Challenge A:
Return every line of the entries below that contains the word "incline".

Supplied text:
___

In what is one of the most beloved statements penned in all of church history, the Westminster Divines explained that “God alone is Lord of the conscience, and has left it free from the doctrines and commandments of men, which are, in anything, contrary to his Word; or beside it, if matters of faith, or worship” (WCF 20.2). Few things can be so damaging to the church as when one believer seeks to bind the conscience of another believer with a personal application of a biblical principle of holiness. To be sure, we should all be zealous to teach and exemplify every principle of holiness taught in Scripture; but more often than not, individuals who are most zealous for holiness fall into the trap of teaching their personal applications of a biblical–or a supposedly biblical–principle of holiness rather than simply teaching the principle. After all, very refined personal applications of a principle tend to feel more potent–they make us feel more effective in our attempts to help people grow spiritually. However, the more refined the application the more we are in danger of crossing the fault line of legalistic conscience binding. To be sure, the line between pious advice and unbiblical conscience binding is a razor’s edge.
Many times such unbiblical conscience binding occurs in less than explicit ways. The personal applications are subtly presented as the principle. Sometimes they come in the form of an individual setting himself or herself up as the example of piety in application specific ways. You’ve witnessed this sort of thing. One believer tells another believer how often he or she prays every day, or how long he or she spends in the Scriptures each morning. Then, the conversation slides into exhortation without differentiation: “I’ll be glad to hold you accountable to doing this too,” or “I don’t know why more people don’t spend as much time praying…” Such attempts at unbiblical conscience binding occur in every sphere of life and ministry–often resulting in creating undue guilt in the minds and hearts of God’s people. Consider the 7 following areas in which you have most likely witnessed such unbiblical conscience binding:
1. Etiquette, Dress and Hygiene
Before we consider the danger of binding consciences with personal applications of biblical principles regarding etiquette, we have to understand what principles the Scriptures do and do not teach on this subject. “Cleanliness is next to godliness,” right? Not according to Scripture! James tells us that if a man with “filthy” clothes comes into the assembly of the saints and we give preference to those with costly and clean clothes than we are the transgressors–not the man in the filthy clothes. “But, what we wear outwardly reflects what’s on the inside, right?” Maybe. It all depends on what guidelines the Scriptures give us on that issue.

___

Challenge B:
In the essay on conscience binding above, what is the first of the seven listed areas?

Recorded information:
___

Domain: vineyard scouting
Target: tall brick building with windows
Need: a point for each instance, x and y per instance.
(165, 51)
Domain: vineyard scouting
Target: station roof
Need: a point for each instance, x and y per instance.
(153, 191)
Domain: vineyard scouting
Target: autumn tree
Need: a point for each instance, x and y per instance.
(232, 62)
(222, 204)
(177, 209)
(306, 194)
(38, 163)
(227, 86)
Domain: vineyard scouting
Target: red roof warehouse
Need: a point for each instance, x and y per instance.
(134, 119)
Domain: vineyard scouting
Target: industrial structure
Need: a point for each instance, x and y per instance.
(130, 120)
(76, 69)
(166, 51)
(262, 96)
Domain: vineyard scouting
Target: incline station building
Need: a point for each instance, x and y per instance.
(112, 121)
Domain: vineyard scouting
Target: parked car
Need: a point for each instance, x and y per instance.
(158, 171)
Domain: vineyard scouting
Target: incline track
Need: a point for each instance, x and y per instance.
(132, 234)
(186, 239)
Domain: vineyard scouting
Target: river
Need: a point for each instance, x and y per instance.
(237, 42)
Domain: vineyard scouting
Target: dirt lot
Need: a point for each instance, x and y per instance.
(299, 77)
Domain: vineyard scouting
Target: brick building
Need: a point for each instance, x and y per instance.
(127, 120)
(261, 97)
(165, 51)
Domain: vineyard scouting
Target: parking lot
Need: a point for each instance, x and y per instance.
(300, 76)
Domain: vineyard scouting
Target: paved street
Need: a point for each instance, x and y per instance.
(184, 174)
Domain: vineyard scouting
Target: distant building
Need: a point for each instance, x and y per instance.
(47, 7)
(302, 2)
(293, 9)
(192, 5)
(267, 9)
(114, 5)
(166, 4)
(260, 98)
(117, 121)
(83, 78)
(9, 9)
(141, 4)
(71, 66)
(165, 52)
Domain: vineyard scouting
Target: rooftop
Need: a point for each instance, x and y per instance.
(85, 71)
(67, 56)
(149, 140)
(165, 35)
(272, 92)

___

Final result A:
Target: incline station building
Target: incline track

Final result B:
Etiquette, Dress and Hygiene